Raw records:

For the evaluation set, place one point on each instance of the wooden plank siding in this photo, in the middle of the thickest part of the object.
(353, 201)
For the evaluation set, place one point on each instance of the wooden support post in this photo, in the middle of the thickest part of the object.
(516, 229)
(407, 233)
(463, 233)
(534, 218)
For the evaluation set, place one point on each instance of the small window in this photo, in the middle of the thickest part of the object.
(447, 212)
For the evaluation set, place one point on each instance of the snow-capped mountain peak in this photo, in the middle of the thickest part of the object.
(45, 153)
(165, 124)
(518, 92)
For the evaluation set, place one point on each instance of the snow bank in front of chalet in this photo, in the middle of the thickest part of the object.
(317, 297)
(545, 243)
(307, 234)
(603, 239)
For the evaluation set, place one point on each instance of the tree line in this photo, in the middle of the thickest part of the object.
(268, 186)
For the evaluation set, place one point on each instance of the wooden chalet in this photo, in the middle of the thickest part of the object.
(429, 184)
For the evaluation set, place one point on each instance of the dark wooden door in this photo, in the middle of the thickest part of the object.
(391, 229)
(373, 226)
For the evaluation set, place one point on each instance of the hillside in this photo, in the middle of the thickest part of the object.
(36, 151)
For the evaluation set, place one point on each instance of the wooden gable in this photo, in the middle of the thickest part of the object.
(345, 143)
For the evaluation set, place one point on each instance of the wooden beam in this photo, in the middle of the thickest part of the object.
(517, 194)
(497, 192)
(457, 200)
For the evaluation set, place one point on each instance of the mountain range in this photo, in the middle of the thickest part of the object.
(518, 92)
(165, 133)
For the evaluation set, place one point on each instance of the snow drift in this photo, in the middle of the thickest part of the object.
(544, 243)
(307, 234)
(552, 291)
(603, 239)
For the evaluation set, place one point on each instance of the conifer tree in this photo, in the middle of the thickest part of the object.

> _EXERCISE OBJECTIVE_
Quote all the records exactly, please, leaving none out.

> _FULL SOLUTION_
For the evaluation set, place one point on each instance of the wooden plank siding in this photo, in the middle of the thickest part of the object.
(353, 201)
For the evaluation set, place one point on each instance of the wooden support post in this photo, in the middle of the thickest part of the object.
(516, 229)
(407, 233)
(463, 233)
(534, 218)
For the evaluation set, place one point on each instance of the small window in this photo, in the middle of the thickest part of the object.
(447, 212)
For the evaluation set, place one point on each instance of the snow-capped mountain peak in this photo, in the middle of the thickest part of the object.
(45, 153)
(165, 124)
(518, 92)
For the evaluation set, place one point on each instance of the snow bank in front of chalet in this photo, in the middle of the thickest part of the object.
(317, 297)
(545, 243)
(307, 234)
(603, 239)
For the evaluation set, place one point on each instance of the tree line in this photo, in the middle of the thickest part of the object.
(268, 186)
For the evaluation set, place one point on each instance of the wooden chalet in this photo, in the middle of the thickest part of the object.
(429, 184)
For the evaluation set, place one point on each instance of the dark wooden door in this photo, in the middle of the thickest part of the object.
(391, 229)
(373, 226)
For the evaluation set, place one point on each instance of the hillside in this photo, in the middle of the thickest part of the object.
(36, 151)
For the evaluation set, place one point on each instance of the wooden gable in this photo, in the middle of the thickest part of the object.
(345, 143)
For the evaluation set, place one point on each instance of the wooden beam in this photo, in the middle of the thickest part of the object.
(517, 194)
(497, 192)
(457, 200)
For the evaluation set, place one point on each instance of the mountain range in this photo, in the middle of the thickest part of the object.
(518, 92)
(165, 133)
For the evaluation set, place one point on each instance of the snow drift in this photo, in the middle of the thickest part of the object.
(544, 243)
(307, 234)
(552, 291)
(603, 239)
For the evaluation set, place one point on each instance of the conifer tree in this photo, in the middle of the thickest part of the object.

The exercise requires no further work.